*** Opening of Material for the task ***
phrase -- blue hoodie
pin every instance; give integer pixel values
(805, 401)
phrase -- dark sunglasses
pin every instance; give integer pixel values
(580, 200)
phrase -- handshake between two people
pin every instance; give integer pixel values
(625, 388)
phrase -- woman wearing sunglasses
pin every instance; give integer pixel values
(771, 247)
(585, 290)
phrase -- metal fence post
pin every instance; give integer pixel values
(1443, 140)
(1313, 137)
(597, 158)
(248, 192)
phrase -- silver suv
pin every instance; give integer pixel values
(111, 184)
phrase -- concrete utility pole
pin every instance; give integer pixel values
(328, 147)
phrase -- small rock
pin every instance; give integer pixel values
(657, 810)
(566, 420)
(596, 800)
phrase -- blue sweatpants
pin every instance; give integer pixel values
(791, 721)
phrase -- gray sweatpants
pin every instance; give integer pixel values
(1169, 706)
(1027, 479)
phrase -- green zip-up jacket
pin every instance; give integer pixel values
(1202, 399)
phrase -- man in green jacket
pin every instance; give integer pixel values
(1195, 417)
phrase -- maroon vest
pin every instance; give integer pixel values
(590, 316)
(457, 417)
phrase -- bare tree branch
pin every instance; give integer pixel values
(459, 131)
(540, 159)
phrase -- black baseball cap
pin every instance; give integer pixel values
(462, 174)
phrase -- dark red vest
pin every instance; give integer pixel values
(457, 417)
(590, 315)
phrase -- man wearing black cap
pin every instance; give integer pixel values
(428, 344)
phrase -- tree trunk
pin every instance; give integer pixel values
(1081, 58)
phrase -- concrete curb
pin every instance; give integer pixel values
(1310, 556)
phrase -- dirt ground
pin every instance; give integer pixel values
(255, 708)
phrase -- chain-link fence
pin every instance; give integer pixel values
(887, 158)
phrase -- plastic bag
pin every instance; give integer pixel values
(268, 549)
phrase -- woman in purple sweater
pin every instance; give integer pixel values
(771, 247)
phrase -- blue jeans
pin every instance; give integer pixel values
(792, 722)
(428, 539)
*** Close of Material for the task ***
Task directions –
Copy the records above exactly, from the first line through the line containing "phrase -- bare tree branch", and include nothing else.

Exercise output –
phrase -- blue hoodie
pin every instance; give integer pixel values
(805, 401)
phrase -- dark sunglasses
pin every instance; give integer pixel values
(580, 200)
phrase -- handshake between two people
pin every instance; give integer pixel values
(625, 388)
phrase -- woman wearing sunglasses
pin every instance; give integer pixel values
(771, 247)
(585, 290)
phrase -- metal fence post
pin every instance; give integer pixel values
(1443, 140)
(1313, 137)
(597, 158)
(248, 192)
phrase -- silver suv
pin every instance; give integer pixel values
(111, 184)
phrase -- concrete utility pole
pin every instance; give integer pixel values
(328, 147)
phrase -- small rock
pin every instance; give integer pixel values
(657, 810)
(566, 420)
(596, 800)
phrase -- blue sweatpants
pin every instance; give integer pixel values
(791, 721)
phrase -- gray sweatpants
pin every instance; give integer pixel values
(1169, 706)
(1027, 479)
phrase -- green zip-up jacket
pin every instance; give integer pixel values
(1202, 399)
phrase -- man in green jacket
pin every instance; give integer pixel values
(1195, 417)
phrase -- maroon vest
pin every instance; give integer pixel values
(590, 316)
(457, 417)
phrase -- bare tree branch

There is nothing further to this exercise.